Исходный текст -
Культурный проект Сергея Капкова в Москве, который во многом ориентировался на пермский опыт, вылился в фестивали варенья, арбузов и прочие праздники общественного питания в царстве урбанизма. Один из участников пермской культурной революции — режиссер Эдуард Бояков, организовывал свой проект по развитию искусства в Воронеже, но вернулся в Москву. Региональные власти, попробовавшие сделать ставку на современное искусство, теперь выбирают урбанистику.
Задача остаться
И музей PERMM, и художественная галерея, где хранится знаменитая коллекция пермской деревянной скульптуры и произведения русского авангарда, и краеведческий музей в ближайшие годы должны переехать в «культурный кластер» на «Завод Шпагина» (последнее название — «Ремпутьмаш»). Сейчас станки и другое промышленное оборудование вывозят, а в цехах еще до вывоза успели провести несколько культурных мероприятий. «Завод Шпагина» расположен прямо напротив Речного вокзала и выставки «Россия — моя история», сейчас территорию консервативных взглядов и будущее царство современного искусства разделяют железнодорожные пути, однако по плану электричку заменит трамвай и пространство станет единым.
По словам пермского губернатора Максима Решетникова, РЖД приняло решение перенести производство с «Ремпутьмаша» и выставить участок на продажу еще в 2014 году. «И, конечно, встал вопрос: кто выкупит вообще эту площадку и что там будет? На заводе очень много объектов культурного наследия, и была высока вероятность того, что его выкупят девелоперы (под жилую застройку.— “Ъ”)»,— пояснил он “Ъ”. Художественная галерея давно нуждается в новом здании, сейчас она находится в соборе, который уже передан РПЦ. «Возникла идея: а давайте мы там сделаем общественное пространство, которое соединит нашу богатую историю, потому что оттуда пошла Пермь, оттуда пошел пермский период»,— рассказывает губернатор. Создание кластера консультировала основательница московского «Винзавода» Софья Троценко, а проект делал архитектор Сергей Чобан. Идеолог московского культурно-урбанистического проекта, глава столичного департамента культуры Сергей Капков стал членом совета по культуре при пермском губернаторе. Максим Решетников поясняет, что работал с Капковым, но заниматься урбанистическими преобразованиями будет не один, пусть и известный человек, а команда.

Собранные данные:
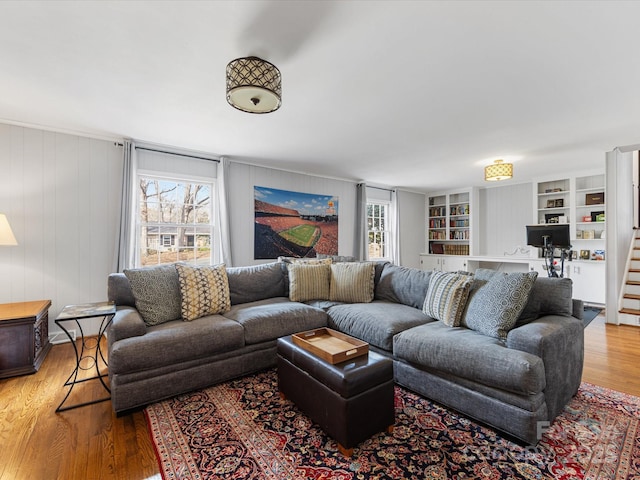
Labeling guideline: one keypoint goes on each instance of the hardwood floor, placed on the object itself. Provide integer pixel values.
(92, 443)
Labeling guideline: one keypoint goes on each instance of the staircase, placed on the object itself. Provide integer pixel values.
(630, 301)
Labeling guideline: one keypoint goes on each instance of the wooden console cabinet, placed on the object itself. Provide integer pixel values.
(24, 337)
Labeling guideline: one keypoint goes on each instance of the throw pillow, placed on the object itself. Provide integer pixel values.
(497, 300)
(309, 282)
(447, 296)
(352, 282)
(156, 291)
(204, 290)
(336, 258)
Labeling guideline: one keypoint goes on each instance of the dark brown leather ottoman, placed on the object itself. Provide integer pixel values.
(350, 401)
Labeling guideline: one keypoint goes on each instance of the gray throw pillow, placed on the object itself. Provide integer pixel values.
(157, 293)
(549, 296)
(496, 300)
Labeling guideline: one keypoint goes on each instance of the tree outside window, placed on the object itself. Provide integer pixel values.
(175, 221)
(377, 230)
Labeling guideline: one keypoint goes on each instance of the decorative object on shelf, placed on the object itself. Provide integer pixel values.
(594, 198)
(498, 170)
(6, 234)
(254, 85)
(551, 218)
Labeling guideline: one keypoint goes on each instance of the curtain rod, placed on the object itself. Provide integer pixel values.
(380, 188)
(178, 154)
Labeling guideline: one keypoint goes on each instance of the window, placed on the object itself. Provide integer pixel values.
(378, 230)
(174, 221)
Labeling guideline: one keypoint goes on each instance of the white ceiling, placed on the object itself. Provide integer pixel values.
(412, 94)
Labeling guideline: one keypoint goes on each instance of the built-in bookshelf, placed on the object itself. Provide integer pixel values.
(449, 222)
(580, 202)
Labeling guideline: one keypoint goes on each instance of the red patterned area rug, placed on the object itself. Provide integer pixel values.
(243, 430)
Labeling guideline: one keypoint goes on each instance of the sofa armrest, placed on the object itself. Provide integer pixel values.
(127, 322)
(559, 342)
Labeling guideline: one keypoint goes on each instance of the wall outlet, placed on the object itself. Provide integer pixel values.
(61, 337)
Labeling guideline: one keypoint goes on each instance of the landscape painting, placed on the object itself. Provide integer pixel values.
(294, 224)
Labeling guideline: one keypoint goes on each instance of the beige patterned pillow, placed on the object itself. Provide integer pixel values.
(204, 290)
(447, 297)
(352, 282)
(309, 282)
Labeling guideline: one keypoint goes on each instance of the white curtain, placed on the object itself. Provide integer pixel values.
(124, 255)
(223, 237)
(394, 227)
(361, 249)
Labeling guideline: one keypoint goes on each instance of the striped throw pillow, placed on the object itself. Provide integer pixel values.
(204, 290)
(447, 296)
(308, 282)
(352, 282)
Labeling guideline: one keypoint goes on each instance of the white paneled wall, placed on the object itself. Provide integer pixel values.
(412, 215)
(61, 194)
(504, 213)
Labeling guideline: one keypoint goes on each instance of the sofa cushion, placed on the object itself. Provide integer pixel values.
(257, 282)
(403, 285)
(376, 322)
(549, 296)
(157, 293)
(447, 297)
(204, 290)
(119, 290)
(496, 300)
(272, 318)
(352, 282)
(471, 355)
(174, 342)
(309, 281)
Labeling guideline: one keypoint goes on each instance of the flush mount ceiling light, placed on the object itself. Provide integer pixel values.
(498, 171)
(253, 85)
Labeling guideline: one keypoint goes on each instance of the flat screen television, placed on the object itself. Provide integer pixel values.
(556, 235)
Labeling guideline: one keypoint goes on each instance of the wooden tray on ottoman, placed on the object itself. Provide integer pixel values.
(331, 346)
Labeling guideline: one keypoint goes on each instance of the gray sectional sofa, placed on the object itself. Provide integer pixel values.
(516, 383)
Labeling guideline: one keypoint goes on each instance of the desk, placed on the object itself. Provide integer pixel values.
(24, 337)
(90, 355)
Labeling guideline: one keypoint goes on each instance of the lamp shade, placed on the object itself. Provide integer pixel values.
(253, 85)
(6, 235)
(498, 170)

Задание -
Переведите на английский язык предложение из текста о пермском культурном кластере: «Создание кластера консультировала основательница московского «Винзавода» Софья Троценко, а проект делал архитектор Сергей Чобан». Строки с собранными данными для работы не понадобятся.

Ответ -
Sofia Trotsenko, the founder of Moscow's Winzavod, served as a consultant on the creation of the cluster, and the design was done by the architect Sergei Choban.